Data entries
_ _ _

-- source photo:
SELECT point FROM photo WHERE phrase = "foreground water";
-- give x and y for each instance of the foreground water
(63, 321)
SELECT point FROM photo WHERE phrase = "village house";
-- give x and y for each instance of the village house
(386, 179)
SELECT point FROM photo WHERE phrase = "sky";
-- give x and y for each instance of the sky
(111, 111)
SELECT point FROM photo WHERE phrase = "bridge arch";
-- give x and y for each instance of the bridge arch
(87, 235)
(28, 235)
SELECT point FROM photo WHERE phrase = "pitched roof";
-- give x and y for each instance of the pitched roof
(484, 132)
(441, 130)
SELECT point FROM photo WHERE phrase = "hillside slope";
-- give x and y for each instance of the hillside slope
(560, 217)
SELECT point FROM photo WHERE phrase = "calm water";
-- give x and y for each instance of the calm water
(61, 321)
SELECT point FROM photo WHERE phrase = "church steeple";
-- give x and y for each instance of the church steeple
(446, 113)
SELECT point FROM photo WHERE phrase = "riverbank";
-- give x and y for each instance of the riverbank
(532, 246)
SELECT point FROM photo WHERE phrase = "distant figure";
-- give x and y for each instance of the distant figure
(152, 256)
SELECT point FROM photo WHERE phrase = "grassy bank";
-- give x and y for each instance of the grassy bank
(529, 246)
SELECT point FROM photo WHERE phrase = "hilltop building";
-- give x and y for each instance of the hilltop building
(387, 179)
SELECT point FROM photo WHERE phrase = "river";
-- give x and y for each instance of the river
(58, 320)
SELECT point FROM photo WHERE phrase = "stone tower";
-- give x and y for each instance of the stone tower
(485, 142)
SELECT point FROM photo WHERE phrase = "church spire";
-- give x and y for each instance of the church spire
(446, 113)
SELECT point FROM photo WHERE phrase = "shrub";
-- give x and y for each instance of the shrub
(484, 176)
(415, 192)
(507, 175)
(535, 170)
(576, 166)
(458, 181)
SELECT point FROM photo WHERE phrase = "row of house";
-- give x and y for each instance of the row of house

_ _ _

Extract every record and return it verbatim.

-- source photo:
SELECT point FROM photo WHERE phrase = "foreground water";
-- give x and y for each instance of the foreground water
(63, 321)
SELECT point FROM photo WHERE phrase = "village house";
-- give x and y for each instance of the village house
(386, 179)
SELECT point FROM photo WHERE phrase = "sky";
-- give x and y for each instance of the sky
(111, 111)
SELECT point FROM photo WHERE phrase = "bridge arch";
-- give x and y for each instance of the bridge arch
(87, 235)
(28, 235)
SELECT point FROM photo WHERE phrase = "pitched roof";
-- give x and y for each instance of the pitched roof
(484, 132)
(441, 130)
SELECT point FROM photo WHERE phrase = "hillside slope";
-- give x and y for each instance of the hillside slope
(560, 217)
SELECT point FROM photo WHERE phrase = "calm water";
-- give x and y for each instance of the calm water
(61, 321)
SELECT point FROM photo WHERE phrase = "church steeple";
-- give x and y for each instance of the church steeple
(446, 113)
SELECT point FROM photo WHERE phrase = "riverbank";
-- give x and y for each instance of the riverbank
(532, 246)
SELECT point FROM photo WHERE phrase = "distant figure";
-- give x and y for each instance of the distant figure
(152, 256)
SELECT point FROM photo WHERE phrase = "grassy bank";
-- give x and y for each instance of the grassy bank
(529, 246)
SELECT point FROM photo WHERE phrase = "hilltop building";
-- give x and y for each instance of the hilltop building
(387, 179)
SELECT point FROM photo WHERE phrase = "river";
-- give x and y for each instance of the river
(58, 320)
SELECT point FROM photo WHERE phrase = "stone tower";
-- give x and y for each instance of the stone tower
(485, 142)
SELECT point FROM photo WHERE phrase = "church spire";
-- give x and y for each instance of the church spire
(446, 113)
SELECT point FROM photo WHERE phrase = "shrub";
-- give x and y for each instance of the shrub
(484, 176)
(415, 192)
(507, 175)
(535, 170)
(576, 166)
(458, 181)
SELECT point FROM photo WHERE phrase = "row of house";
-- give x and y for each instance of the row of house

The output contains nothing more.